DATA TO USE =
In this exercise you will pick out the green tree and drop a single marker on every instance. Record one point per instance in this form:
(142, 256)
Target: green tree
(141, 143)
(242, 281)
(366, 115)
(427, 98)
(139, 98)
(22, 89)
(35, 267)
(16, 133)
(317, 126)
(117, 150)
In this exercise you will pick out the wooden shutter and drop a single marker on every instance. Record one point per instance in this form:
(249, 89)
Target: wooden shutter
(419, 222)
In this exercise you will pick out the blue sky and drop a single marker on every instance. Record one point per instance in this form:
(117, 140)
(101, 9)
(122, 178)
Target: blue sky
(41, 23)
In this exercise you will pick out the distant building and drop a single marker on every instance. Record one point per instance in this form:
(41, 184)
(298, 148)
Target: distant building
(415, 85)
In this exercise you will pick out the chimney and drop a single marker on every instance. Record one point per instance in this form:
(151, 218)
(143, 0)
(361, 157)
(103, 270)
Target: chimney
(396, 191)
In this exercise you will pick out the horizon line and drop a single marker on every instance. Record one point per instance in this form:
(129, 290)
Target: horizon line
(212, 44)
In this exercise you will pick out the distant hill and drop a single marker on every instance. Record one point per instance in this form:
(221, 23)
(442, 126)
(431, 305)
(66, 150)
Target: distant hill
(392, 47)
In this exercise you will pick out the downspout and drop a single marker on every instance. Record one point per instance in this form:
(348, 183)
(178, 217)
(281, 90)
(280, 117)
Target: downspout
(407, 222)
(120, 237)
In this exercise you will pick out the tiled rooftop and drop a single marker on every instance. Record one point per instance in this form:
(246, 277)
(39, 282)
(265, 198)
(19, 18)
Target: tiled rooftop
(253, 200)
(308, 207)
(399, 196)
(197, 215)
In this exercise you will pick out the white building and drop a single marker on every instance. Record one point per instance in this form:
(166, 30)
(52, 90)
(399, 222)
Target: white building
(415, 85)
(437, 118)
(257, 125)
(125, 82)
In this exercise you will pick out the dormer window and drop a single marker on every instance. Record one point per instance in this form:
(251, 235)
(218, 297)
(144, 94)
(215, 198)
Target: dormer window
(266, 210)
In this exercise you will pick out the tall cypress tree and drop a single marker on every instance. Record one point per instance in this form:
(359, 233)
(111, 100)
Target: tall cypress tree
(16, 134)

* * *

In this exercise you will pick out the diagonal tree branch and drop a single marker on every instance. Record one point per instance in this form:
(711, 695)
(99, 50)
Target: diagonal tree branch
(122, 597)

WHAT YOU NEED TO DO =
Copy out each line of the data above, exactly, if it lies between the line holding "In this exercise you will pick out the horizon" and the line holding "In this exercise you will pick out the tiled", inclusive; copy no other line.

ANSWER TO THIS EXERCISE =
In this exercise you will pick out the horizon line and drop a single marker on every instance. Record one point per instance in this form:
(129, 290)
Target: horizon line
(212, 44)
In this exercise you will pick out the distant hill and drop a single marker on every instance. Record one point per instance in this form:
(221, 23)
(442, 126)
(431, 305)
(66, 150)
Target: distant hill
(392, 47)
In this exercise you will pick out the downspout and drop a single marker on every instance. Record one point per instance in this form:
(348, 183)
(178, 217)
(281, 90)
(280, 117)
Target: downspout
(407, 222)
(120, 237)
In this exercise you will pick out the tiled rooftop and drop a single marker on every instance. Record one point per instance in this form:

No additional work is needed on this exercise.